[Rows from a dataset]
○ ○ ○ ○

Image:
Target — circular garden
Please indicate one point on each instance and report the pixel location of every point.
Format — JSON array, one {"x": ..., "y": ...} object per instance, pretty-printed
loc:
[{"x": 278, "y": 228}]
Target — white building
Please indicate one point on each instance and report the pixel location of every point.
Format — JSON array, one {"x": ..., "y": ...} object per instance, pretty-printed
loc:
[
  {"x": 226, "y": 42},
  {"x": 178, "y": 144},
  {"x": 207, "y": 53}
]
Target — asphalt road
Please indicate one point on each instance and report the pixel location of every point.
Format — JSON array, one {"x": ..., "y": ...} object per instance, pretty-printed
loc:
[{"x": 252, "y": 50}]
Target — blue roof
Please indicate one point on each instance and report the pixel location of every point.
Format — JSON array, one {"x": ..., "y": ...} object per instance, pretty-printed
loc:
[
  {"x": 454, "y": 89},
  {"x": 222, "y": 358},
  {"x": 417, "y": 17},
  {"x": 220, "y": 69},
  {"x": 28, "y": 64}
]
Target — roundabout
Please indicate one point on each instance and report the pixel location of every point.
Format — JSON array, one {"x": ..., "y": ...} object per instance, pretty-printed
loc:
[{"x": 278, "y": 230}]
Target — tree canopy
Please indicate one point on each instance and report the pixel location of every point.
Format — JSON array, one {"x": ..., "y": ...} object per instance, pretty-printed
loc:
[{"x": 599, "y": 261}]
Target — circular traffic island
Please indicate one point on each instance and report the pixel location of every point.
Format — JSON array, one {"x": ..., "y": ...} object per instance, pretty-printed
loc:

○ ○ ○ ○

→ **Short problem**
Extract the lines of the data from the one containing "Target — tree canopy" through the end, inclusive, and reproduce them verbatim.

→ **Result of the task**
Target — tree canopy
Please indicate one point on each instance and report the pixel location of every point.
Format — JSON array, one {"x": ..., "y": ...} object per instance, pretty-printed
loc:
[{"x": 599, "y": 261}]
Target — circular traffic island
Please indicate one point on each instance and report the pixel location of every point.
Format — JSON array, one {"x": ..., "y": ...} object per instance, pretty-printed
loc:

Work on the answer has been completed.